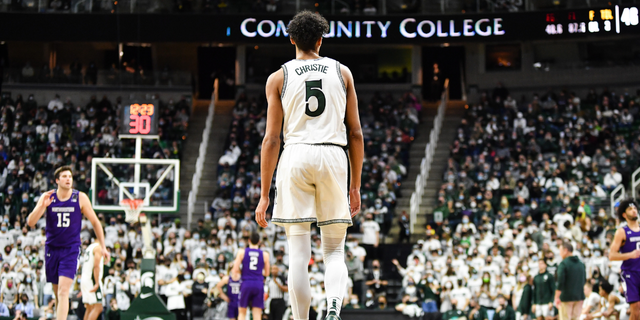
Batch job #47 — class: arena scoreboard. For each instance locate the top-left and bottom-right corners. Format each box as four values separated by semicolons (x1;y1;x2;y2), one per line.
545;5;639;36
0;3;640;43
225;5;640;43
120;101;160;137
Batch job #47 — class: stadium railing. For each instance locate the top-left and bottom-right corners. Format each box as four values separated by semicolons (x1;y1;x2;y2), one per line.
609;184;627;218
187;79;218;229
409;79;449;233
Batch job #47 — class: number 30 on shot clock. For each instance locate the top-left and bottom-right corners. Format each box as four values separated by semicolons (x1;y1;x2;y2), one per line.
120;101;159;136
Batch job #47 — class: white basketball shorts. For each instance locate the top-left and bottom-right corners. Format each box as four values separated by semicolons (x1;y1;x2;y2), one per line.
271;144;352;227
80;279;104;305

□ □ □ □ □ □ □

What you have to do:
Copy every line of the listing above without changing a word, and leave the picture out.

Exercise result:
Batch job #47 — class: arena scoreboard. For each instance locate the top-left and bottom-right corners. Format each box as four values separated by semicolons (x1;y1;x2;y2), one per line.
545;5;639;36
0;3;640;43
225;5;640;43
120;101;160;137
Batch job #47 — class: stadium railing. For each instance locate the top-left and bottom-right corners. Format each box as four values separated by semicolons (x1;y1;x2;y2), one per line.
609;184;627;218
187;79;218;229
409;79;449;233
Batch job #47 — class: number 30 on shot clock. For each instance locate the top-left and bottom-right corners. Format each box as four values separated by semicolons (x1;y1;x2;y2), one per line.
120;101;159;136
Batch job #47 — class: white basketball shorts. For each instance locate the top-left and bottom-right corners. Format each box as four values separated by semicolons (x1;y1;x2;y2), one per line.
271;144;352;227
80;279;104;305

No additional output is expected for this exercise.